# START OF Provided passage

We have used `resnet50` to extract features from the pictures. The body of the network outputs 2048 8x8 filters, which made training not viable with the hardware we have access to. We considered doing a `MaxPool` pass reducing the filter size to 4x4 before flattening the extracted features, or using global average pooling. We settled on using an extra `MaxPool` pass with a 2x2 kernel, valid padding and a stride of 2, resulting in 2048 feature maps of size 4x4. 

- Select whether to load the `resnet50` body or not. It can be trainable or not.
  - Unless we are training a `resnet50` model or extracting its features this is not necessary.

In [None]:
LOAD_RESNET = False
TRAINABLE = False

In [None]:
if LOAD_RESNET:
    resnet_base = keras.applications.resnet.ResNet50(
        include_top = False,
        weights = "imagenet",
        input_shape = (img_size, img_size, 3)
    )
    
    resnet_base.trainable = TRAINABLE

    model_resnet_body = keras.Sequential([
        resnet_base,
        keras.layers.MaxPool2D(
            pool_size=(2, 2), 
            strides=2, 
            padding="valid"
        ), 
        layers.Flatten()
        # layers.GlobalAveragePooling2D()
    ])

    model_resnet_body.compile()
    print("resnet loaded")
    

Training models with this data set takes a long time, mainly because of bottlenecks in the IO streams loading pictures into memory.
If we are not interesting in fine-tuning the `resnet50` weights, we can pre-extract all features from the images before training the classifier to avoid having to evaluate the `resnet50` body at every iteration.
However, we ultimately abandoned this idea, since it made augmenting the dataset significantly more difficult and we wanted to fine-tune the model weights.

- It works, but without data augmentation.

In [None]:
EXPORT_RESNET_FEATURES = False
IMPORT_RESNET_FEATURES = False

In [None]:
if EXPORT_RESNET_FEATURES:
    def serialize_features(resnet, loader, filename):
        df = pd.DataFrame({"image": loader.filenames, "labels": loader.classes})
        with open(f"../input/resnet_features/{filename}_label.h5", "wb") as file:
            pickle.dump(df, file);
        
        time_0 = time.time()
        features = resnet.predict(loader)
        features = tf.convert_to_tensor(features)        
        with open(f"../input/resnet_features/{filename}", "wb") as file:
            pickle.dump(features, file);
        time_1 = time.time()

        ellapsed = round(time_1 - time_0, ndigits = 1)
        print(f"{filename} features extracted in {ellapsed}s.")
        return df, features

    labels_train, features_train = serialize_features(model_resnet_body, train_loader, "train.h5")
    labels_valid, features_valid = serialize_features(model_resnet_body, valid_loader, "valid.h5")
    labels_test, features_test = serialize_features(model_resnet_body, test_loader, "test.h5")

if IMPORT_RESNET_FEATURES: # load pre-saved resnet features
    print("Loading pre-extracted features")

# END OF Provided passage
# START OF Given data

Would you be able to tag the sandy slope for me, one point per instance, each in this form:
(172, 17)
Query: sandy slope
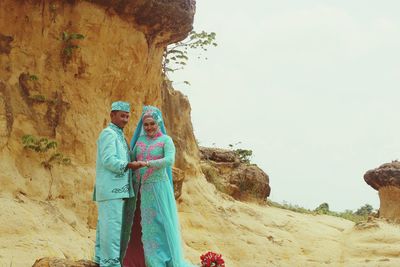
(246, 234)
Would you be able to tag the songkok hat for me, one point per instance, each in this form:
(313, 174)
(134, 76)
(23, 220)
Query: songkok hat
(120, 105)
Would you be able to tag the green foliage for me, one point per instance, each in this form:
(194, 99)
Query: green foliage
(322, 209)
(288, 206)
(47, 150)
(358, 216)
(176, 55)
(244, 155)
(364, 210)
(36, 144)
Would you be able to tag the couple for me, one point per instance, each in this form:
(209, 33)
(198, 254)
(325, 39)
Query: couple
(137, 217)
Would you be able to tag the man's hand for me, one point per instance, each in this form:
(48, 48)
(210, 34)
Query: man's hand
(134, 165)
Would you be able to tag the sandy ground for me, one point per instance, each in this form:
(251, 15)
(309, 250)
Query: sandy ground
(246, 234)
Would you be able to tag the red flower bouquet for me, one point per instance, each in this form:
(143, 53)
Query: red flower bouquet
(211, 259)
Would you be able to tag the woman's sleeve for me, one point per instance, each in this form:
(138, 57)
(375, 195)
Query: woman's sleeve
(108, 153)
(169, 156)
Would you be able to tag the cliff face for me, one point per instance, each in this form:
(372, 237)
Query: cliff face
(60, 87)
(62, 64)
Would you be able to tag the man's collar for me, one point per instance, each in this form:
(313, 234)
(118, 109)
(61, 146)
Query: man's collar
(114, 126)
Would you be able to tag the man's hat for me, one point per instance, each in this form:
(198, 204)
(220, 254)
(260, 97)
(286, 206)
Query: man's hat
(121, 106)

# END OF Given data

* Set problem 1
In the resnet50 feature-extraction notebook, what kernel size and stride does the extra MaxPool pass use?
* Set problem 2
Extend the resnet50 feature-extraction notebook past its final line.

* Task response 1
A 2x2 kernel with a stride of 2.

* Task response 2
    with open("../input/resnet_features/train.h5", "rb") as file:
        features_train = pickle.load(file)
    with open("../input/resnet_features/train_label.h5", "rb") as file:
        labels_train = pickle.load(file)
    print("Training features loaded as a tensor")

    with open("../input/resnet_features/valid.h5", "rb") as file:
        features_valid = pickle.load(file)
    with open("../input/resnet_features/valid_label.h5", "rb") as file:
        labels_valid = pickle.load(file)
    print("Validation features loaded as a tensor")

    with open("../input/resnet_features/test.h5", "rb") as file:
        features_test = pickle.load(file)
    with open("../input/resnet_features/test_label.h5", "rb") as file:
        labels_test = pickle.load(file)
    print("Testing features loaded as a tensor")

- Sanity check

In [None]:
if EXPORT_RESNET_FEATURES or IMPORT_RESNET_FEATURES:
    if train_loader.n != features_train.shape[0] or \
        valid_loader.n != features_valid.shape[0] or \
        test_loader.n != features_test.shape[0] :
        print(f"Training data: {len(train_loader.filenames)} in the data loader vs {features_train.shape[0]} in the data array.")
        print(f"Validating data: {len(valid_loader.filenames)} in the data loader vs {features_valid.shape[0]} in the data array.")
        print(f"Testing data: {len(test_loader.filenames)} in the data loader vs {features_test.shape[0]} in the data array.")
        raise Exception("The dimensions of the loaded features and the data set does not match.")
    else:
        print("All good")

- Encode labels as one-hot tensors.

In [None]:
if EXPORT_RESNET_FEATURES or IMPORT_RESNET_FEATURES:
    target_train = tf.one_hot(labels_train.labels, len(train_loader.class_indices))
    target_valid = tf.one_hot(labels_valid.labels, len(valid_loader.class_indices))
    target_test  = tf.one_hot(labels_test.labels, len(test_loader.class_indices))

# 5. Model training

- All models we have trained have similar architectures:
  - A set of data augmentation layers
  - A CNN body
    - resnet50 or 
    - resnet50 with trainable weights or
    - a custom CNN defined below
  - A regularized classifier with two hidden layers of 64 & 32 neurons

- Data augmentation for training

In [None]:
data_augmentation_layers = keras.Sequential([
        layers.RandomFlip("horizontal_and_vertical"),
        layers.RandomContrast(0.5),
        layers.RandomRotation(
                factor = 0.3,
                fill_mode = "nearest",
                interpolation = "nearest"
                ),
        layers.RandomTranslation(
                height_factor = 0.2, 
                width_factor = 0.2,
                fill_mode = "nearest",
                interpolation = "nearest"
                ),
])

- Custom CNN 

In [None]:
default_conv = layers.Conv2D(
    10, 
    kernel_size = 3, 
    strides = 1, 
    padding = "same",
    kernel_initializer = keras.initializers.GlorotNormal()
)

custom_cnn = keras.Sequential([
    # default_conv + input_shape
    layers.Conv2D(
        10, 
        kernel_size = 3, 
        strides = 1, 
        padding = "same",
        kernel_initializer = keras.initializers.GlorotNormal(),
        input_shape = (img_size, img_size, 3)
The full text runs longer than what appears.